INPUT RECORDS ▸

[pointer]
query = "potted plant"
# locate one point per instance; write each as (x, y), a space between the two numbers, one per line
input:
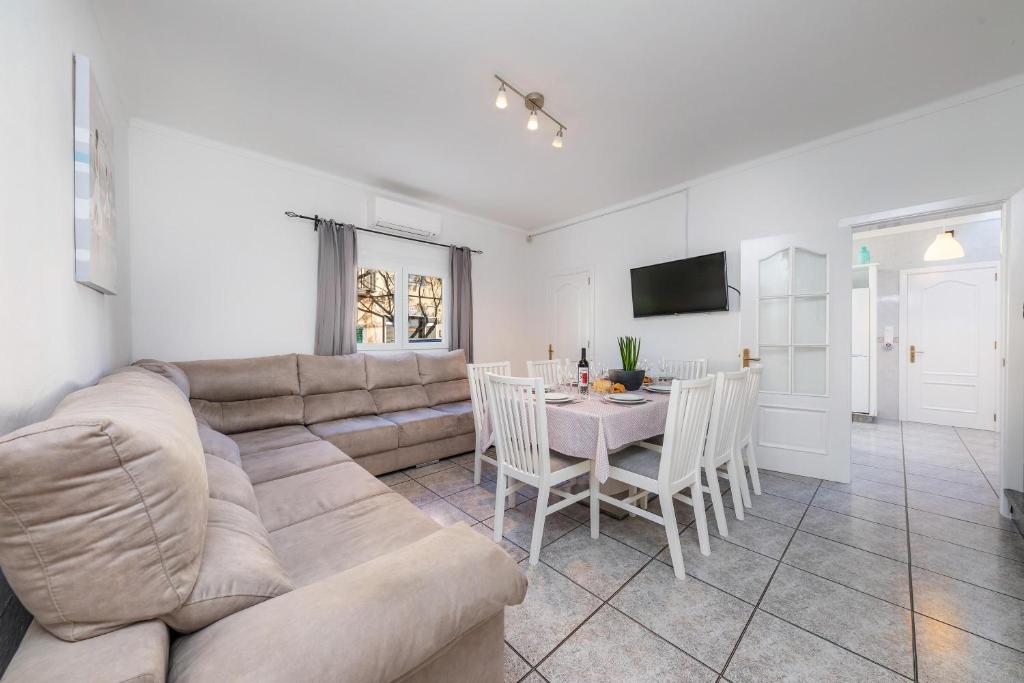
(628, 376)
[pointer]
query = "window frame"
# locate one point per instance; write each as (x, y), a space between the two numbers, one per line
(402, 271)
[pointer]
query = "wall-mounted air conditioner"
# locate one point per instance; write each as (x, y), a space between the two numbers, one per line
(407, 219)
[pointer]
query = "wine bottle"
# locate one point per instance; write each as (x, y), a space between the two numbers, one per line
(583, 371)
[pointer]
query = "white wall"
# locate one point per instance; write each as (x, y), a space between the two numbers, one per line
(56, 335)
(954, 151)
(220, 271)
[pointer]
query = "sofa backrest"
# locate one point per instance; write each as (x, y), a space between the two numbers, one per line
(443, 376)
(104, 506)
(334, 387)
(393, 380)
(244, 394)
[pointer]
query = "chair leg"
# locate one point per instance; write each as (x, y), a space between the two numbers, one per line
(499, 506)
(744, 491)
(672, 530)
(716, 501)
(735, 487)
(539, 517)
(752, 461)
(696, 495)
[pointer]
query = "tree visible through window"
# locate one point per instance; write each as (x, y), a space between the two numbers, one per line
(375, 306)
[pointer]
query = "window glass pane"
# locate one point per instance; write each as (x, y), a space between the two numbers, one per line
(775, 376)
(426, 309)
(809, 319)
(773, 274)
(773, 323)
(810, 272)
(810, 370)
(375, 306)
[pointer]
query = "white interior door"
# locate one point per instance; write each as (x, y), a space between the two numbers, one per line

TASK ITEM ▸ Copy every line above word for word and exclude the pictures.

TASK RESULT ▸
[pointer]
query = "potted plant"
# locate one point per instance; write each as (x, y), a space between the two numbers, one per line
input:
(628, 376)
[pointer]
query = "window frame"
# locate one point per instance; write each as (x, y), a space between the two numbers, one per line
(402, 271)
[pointer]
query = "wall-mounted air conditioner"
# locate one point per instance; write each as (x, y), a space between the two numbers, one per line
(407, 219)
[pointer]
query = "wine bottle"
# locate one point per instance; write each as (x, y), a space between the two numbers, one per line
(583, 371)
[pointer]
query = "white wall"
# locate one point per instance; write each as (x, y), a space between the two numbers, one per line
(56, 335)
(954, 151)
(220, 271)
[pointer]
query = "sofa backrest"
# locate one point per instance; write each as (x, y), a space between the two numbers, one per line
(443, 376)
(104, 506)
(334, 387)
(393, 380)
(244, 394)
[pointer]
query = "chair leg"
# locate one point per instance; write each as (x, y), a space between the two numbers, one per line
(499, 506)
(744, 491)
(672, 530)
(716, 501)
(735, 487)
(539, 517)
(752, 461)
(696, 495)
[pointer]
query = "tree visible through window"
# locate one point per instance; write each as (x, y), a space between the two numbers, one per line
(375, 306)
[pointer]
query = "window glass pane"
# locate one point per instance; write each as (x, y), a space between the two numbers, one per line
(775, 376)
(426, 309)
(809, 319)
(773, 274)
(773, 323)
(810, 272)
(810, 370)
(375, 306)
[pointer]
query = "white interior door"
# locate one point per instance; write each as (x, y), a space between the two numbers, one per line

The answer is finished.